**The tasks:**
**A.** In the init_gpu commit page, what return type does init_gpu have after the change?
**B.** Resume the init_gpu diff after its last line.

**Page text:**
Refactor error handling in init_gpu

author Mark Abraham <mark.j.abraham@gmail.com>

Fri, 30 Jun 2017 23:12:58 +0000 (01:12 +0200)

committer Mark Abraham <mark.j.abraham@gmail.com>

Fri, 7 Jul 2017 13:08:35 +0000 (15:08 +0200)
author Mark Abraham <mark.j.abraham@gmail.com>
Fri, 30 Jun 2017 23:12:58 +0000 (01:12 +0200)
committer Mark Abraham <mark.j.abraham@gmail.com>
Fri, 7 Jul 2017 13:08:35 +0000 (15:08 +0200)
diff --git a/src/gromacs/gpu_utils/gpu_utils.cu b/src/gromacs/gpu_utils/gpu_utils.cu

index c2f5527efb2f696451448cacb2039af514e7afdd..260001f006b46c863d97833d0c533e347c42b203 100644 (file)
--- a/src/gromacs/gpu_utils/gpu_utils.cu
+++ b/src/gromacs/gpu_utils/gpu_utils.cu
@@ -57,6 +57,7 @@
  #include "gromacs/utility/cstringutil.h"
  #include "gromacs/utility/logger.h"
  #include "gromacs/utility/smalloc.h"
+#include "gromacs/utility/snprintf.h"
  
  #if HAVE_NVML
  #include <nvml.h>
@@ -452,29 +453,34 @@ static gmx_bool reset_gpu_application_clocks(const gmx_device_info_t gmx_unused
  #endif /* HAVE_NVML_APPLICATION_CLOCKS */
  }
  
-gmx_bool init_gpu(const gmx::MDLogger &mdlog, int mygpu, char *result_str,
-                  const struct gmx_gpu_info_t *gpu_info,
-                  const struct gmx_gpu_opt_t *gpu_opt)
+void init_gpu(const gmx::MDLogger &mdlog, int rank, int mygpu,
+              const struct gmx_gpu_info_t *gpu_info,
+              const struct gmx_gpu_opt_t *gpu_opt)
  {
      cudaError_t stat;
      char        sbuf[STRLEN];
      int         gpuid;
  
      assert(gpu_info);
-    assert(result_str);
+    assert(gpu_opt);
  
      if (mygpu < 0 || mygpu >= gpu_opt->n_dev_use)
      {
-        sprintf(sbuf, "Trying to initialize an non-existent GPU: "
-                "there are %d selected GPU(s), but #%d was requested.",
-                gpu_opt->n_dev_use, mygpu);
+        snprintf(sbuf, STRLEN, "On rank %d trying to initialize an non-existent GPU: "
+                 "there are %d selected GPU(s), but #%d was requested.",
+                 rank, gpu_opt->n_dev_use, mygpu);
          gmx_incons(sbuf);
      }
  
      gpuid = gpu_info->gpu_dev[gpu_opt->dev_use[mygpu]].id;
  
      stat = cudaSetDevice(gpuid);
-    strncpy(result_str, cudaGetErrorString(stat), STRLEN);
+    if (stat != cudaSuccess)

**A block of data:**

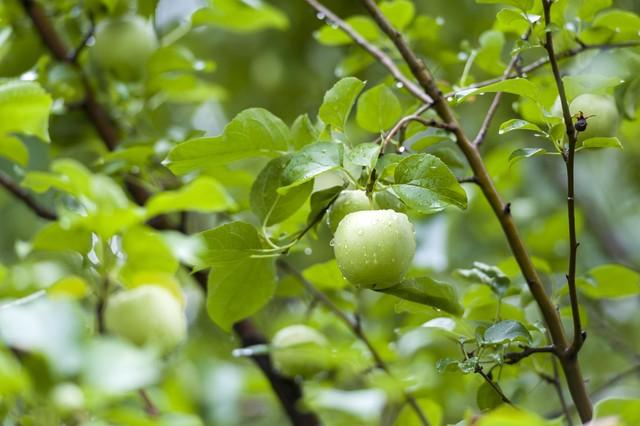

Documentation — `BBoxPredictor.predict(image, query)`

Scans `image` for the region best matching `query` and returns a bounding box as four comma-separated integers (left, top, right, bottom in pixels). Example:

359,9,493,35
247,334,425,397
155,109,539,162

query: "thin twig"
445,40,640,98
70,14,96,63
551,356,573,426
352,0,593,422
278,260,429,425
541,0,584,357
476,367,513,405
458,176,478,185
473,29,531,147
0,171,58,220
305,0,432,104
380,114,454,154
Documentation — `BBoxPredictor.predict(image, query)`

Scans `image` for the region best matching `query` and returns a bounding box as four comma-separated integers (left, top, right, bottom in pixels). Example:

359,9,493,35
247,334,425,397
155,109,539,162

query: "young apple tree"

**Results of the exercise:**
**A.** After the change, init_gpu returns void instead of gmx_bool.

**B.**
+    {
+        snprintf(sbuf, STRLEN, "On rank %d failed to initialize GPU #%d",
+                 rank, mygpu);
+        CU_RET_ERR(stat, sbuf);
+    }
  
      if (debug)
      {
@@ -482,11 +488,7 @@ gmx_bool init_gpu(const gmx::MDLogger &mdlog, int mygpu, char *result_str,
      }
  
      //Ignoring return value as NVML errors should be treated not critical.
-    if (stat == cudaSuccess)
-    {
-        init_gpu_application_clocks(mdlog, gpuid, gpu_info);
-    }
-    return (stat == cudaSuccess);
+    init_gpu_application_clocks(mdlog, gpuid, gpu_info);
  }
  
  gmx_bool free_cuda_gpu(
diff --git a/src/gromacs/gpu_utils/gpu_utils.h b/src/gromacs/gpu_utils/gpu_utils.h

index 86001cbdf1dfca93ae851bcf9d352b493dd19bc2..bcafdf7f7ff4598b8261b17f684af4ba925c5f46 100644 (file)
--- a/src/gromacs/gpu_utils/gpu_utils.h
+++ b/src/gromacs/gpu_utils/gpu_utils.h
@@ -107,19 +107,20 @@ void free_gpu_info(const struct gmx_gpu_info_t *GPU_FUNC_ARGUMENT(gpu_info)) GPU
   * gpu_info.gpu_dev array.
   *
   * \param      mdlog        log file to write to
+ * \param[in]  rank         MPI rank of this process (for error output)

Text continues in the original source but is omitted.